(WRITTEN TASK):
Rewrite all of the items below with every "Provide" changed to "Give" and everything else kept the same. Leave the pictures out.

(RECORDS FOR THIS EXERCISE):
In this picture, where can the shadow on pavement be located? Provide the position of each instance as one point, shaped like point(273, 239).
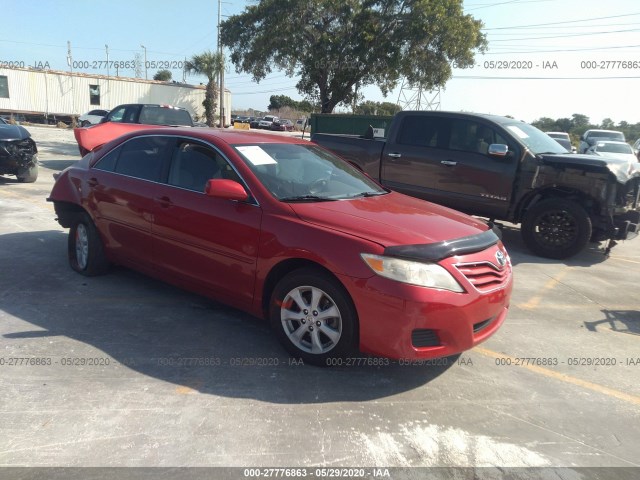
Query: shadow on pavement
point(622, 321)
point(169, 334)
point(57, 165)
point(519, 253)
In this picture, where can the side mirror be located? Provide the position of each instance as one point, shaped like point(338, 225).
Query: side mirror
point(498, 150)
point(226, 189)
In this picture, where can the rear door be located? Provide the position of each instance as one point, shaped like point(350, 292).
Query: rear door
point(123, 184)
point(446, 160)
point(208, 242)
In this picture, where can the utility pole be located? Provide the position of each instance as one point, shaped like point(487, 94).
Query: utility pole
point(70, 63)
point(145, 62)
point(222, 67)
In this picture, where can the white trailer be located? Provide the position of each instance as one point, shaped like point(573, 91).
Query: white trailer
point(64, 94)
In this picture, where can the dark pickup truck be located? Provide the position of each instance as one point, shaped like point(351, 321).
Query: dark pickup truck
point(502, 169)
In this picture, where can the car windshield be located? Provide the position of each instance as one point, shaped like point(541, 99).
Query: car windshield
point(303, 173)
point(535, 140)
point(614, 147)
point(560, 136)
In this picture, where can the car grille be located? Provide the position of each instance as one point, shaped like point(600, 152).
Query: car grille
point(423, 337)
point(17, 148)
point(485, 276)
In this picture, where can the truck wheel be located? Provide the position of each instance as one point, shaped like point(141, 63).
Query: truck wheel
point(28, 174)
point(313, 317)
point(556, 228)
point(85, 249)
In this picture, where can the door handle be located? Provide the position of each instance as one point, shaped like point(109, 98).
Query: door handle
point(165, 202)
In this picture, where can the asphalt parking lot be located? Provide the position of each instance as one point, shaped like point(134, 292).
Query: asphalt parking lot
point(122, 370)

(THE ANSWER):
In this picture, where can the shadow on pavement be located? Give the position of each instance as one point, shaped like point(273, 239).
Query: shadow on pavement
point(622, 321)
point(169, 334)
point(57, 165)
point(519, 253)
In this picture, where can the side mirror be located? Give the position of each instance as one point, shaped like point(338, 225).
Query: side mirror
point(498, 150)
point(226, 189)
In this picture, where can the rear door be located? Give the position of each instance as one point, shaped like point(350, 292).
Query: rear door
point(123, 184)
point(446, 160)
point(208, 242)
In this picture, where can the utility pole be located? Give the position of each instance as one point, shaped like point(487, 94).
Query: utility pole
point(70, 63)
point(145, 62)
point(222, 67)
In this picture, where can the white trailer be located? Give the position of each instance as one point, shaped like point(573, 91).
Query: white trailer
point(64, 94)
In this picture, where can the dark pickup truck be located? Give the position of each instance as one point, shaped like point(351, 321).
Query: dark pickup truck
point(502, 169)
In this picture, where can the car windshield be located? Give the position of each instance as one point, shaped like point(541, 99).
Query: car windshield
point(303, 173)
point(535, 140)
point(614, 147)
point(560, 136)
In this picture, where can the car grille be located? Give the position of each instance as one point, shaped like point(600, 152).
Query: car grille
point(423, 337)
point(17, 148)
point(485, 276)
In this picture, where can the truck wheel be located? Give the position of each instance as one point, shaped like point(141, 63).
Query: truck wheel
point(28, 174)
point(313, 317)
point(556, 228)
point(85, 249)
In this picture, where can the door handle be located? Give the position of each instance as one point, shaped like point(109, 98).
Query: door handle
point(165, 202)
In this picture, where can the asphalt parking lot be located? Give the position of each instance as one point, shaped like point(134, 292).
Query: asphalt parking lot
point(122, 370)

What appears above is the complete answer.